THE TASK:
Please reproduce the listing below, swapping every "throw pillow" for "cushion" and leaving everything else unchanged.

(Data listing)
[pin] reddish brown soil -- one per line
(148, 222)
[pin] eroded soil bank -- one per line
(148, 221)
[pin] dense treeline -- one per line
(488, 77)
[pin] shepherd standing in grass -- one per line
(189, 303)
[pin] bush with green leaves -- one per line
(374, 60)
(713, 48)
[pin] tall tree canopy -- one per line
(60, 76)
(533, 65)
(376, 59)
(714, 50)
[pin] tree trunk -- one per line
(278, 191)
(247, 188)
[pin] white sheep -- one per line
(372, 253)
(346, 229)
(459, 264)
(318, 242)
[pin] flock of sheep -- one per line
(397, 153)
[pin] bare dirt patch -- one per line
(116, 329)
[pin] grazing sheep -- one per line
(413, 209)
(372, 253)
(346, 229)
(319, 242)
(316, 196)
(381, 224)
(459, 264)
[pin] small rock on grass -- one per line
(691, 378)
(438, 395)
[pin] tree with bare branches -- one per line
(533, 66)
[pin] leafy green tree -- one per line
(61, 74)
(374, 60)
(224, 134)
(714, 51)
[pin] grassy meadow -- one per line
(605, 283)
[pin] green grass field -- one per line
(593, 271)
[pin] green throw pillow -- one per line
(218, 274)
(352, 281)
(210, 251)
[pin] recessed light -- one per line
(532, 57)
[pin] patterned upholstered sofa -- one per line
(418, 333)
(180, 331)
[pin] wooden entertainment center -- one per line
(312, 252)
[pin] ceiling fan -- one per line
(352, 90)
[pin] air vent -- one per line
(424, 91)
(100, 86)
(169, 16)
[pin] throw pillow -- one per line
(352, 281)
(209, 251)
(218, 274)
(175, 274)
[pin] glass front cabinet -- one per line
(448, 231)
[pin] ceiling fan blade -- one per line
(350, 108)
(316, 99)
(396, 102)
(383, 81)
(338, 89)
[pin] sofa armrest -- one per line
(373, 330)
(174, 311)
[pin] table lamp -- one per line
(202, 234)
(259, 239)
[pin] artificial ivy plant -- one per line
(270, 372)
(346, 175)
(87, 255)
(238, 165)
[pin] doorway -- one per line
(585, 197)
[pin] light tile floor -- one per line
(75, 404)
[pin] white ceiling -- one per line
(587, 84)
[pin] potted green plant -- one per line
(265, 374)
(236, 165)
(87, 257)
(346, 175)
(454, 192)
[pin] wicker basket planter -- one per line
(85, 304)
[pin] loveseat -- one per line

RESPONSE TO THE TASK:
[pin] reddish brown soil -- one per line
(148, 222)
[pin] eroded soil bank -- one per line
(148, 221)
[pin] dense treeline -- one per line
(488, 77)
[pin] shepherd standing in grass -- one per line
(189, 303)
[pin] bush with green leaves -- one per line
(374, 60)
(713, 48)
[pin] tall tree canopy -- one per line
(60, 76)
(533, 65)
(376, 59)
(714, 50)
[pin] tree trunk -- one per line
(278, 191)
(247, 188)
[pin] white sheep -- one per line
(372, 253)
(346, 229)
(459, 264)
(318, 242)
[pin] flock of sheep -- one per line
(397, 153)
[pin] bare dirt patch -- one per line
(116, 329)
[pin] grazing sheep -- one per line
(413, 209)
(372, 253)
(346, 229)
(319, 242)
(316, 196)
(381, 224)
(459, 264)
[pin] small rock on grass -- one per line
(691, 378)
(438, 395)
[pin] tree with bare branches -- one per line
(533, 66)
[pin] leafy green tree -- one per line
(61, 74)
(374, 60)
(224, 134)
(714, 51)
[pin] grassy meadow -- one per line
(605, 283)
[pin] green grass field -- one per line
(593, 271)
[pin] green cushion -- one per line
(218, 274)
(352, 281)
(210, 251)
[pin] recessed light -- one per line
(532, 57)
[pin] patterned upholstered sofa -- one per line
(418, 333)
(180, 331)
[pin] wooden entertainment center -- one per line
(312, 252)
[pin] ceiling fan -- one per line
(352, 90)
[pin] air vent -- one per line
(424, 91)
(100, 86)
(169, 16)
[pin] cushion -- one per line
(352, 281)
(209, 251)
(218, 274)
(175, 274)
[pin] glass front cabinet -- one per line
(448, 231)
[pin] ceiling fan blade -- one per line
(350, 108)
(316, 99)
(396, 102)
(383, 81)
(338, 89)
[pin] sofa armrest -- one per line
(373, 330)
(174, 311)
[pin] table lamp -- one per line
(202, 234)
(259, 239)
[pin] artificial ivy plant -- one per line
(270, 372)
(346, 175)
(87, 255)
(238, 165)
[pin] doorway -- one per line
(585, 197)
[pin] light tile floor -- one per line
(75, 404)
[pin] white ceiling -- one per line
(587, 84)
[pin] potted green plant -- one per line
(265, 374)
(236, 165)
(87, 257)
(346, 175)
(454, 192)
[pin] wicker basket planter -- one per line
(85, 304)
[pin] loveseat -- one per line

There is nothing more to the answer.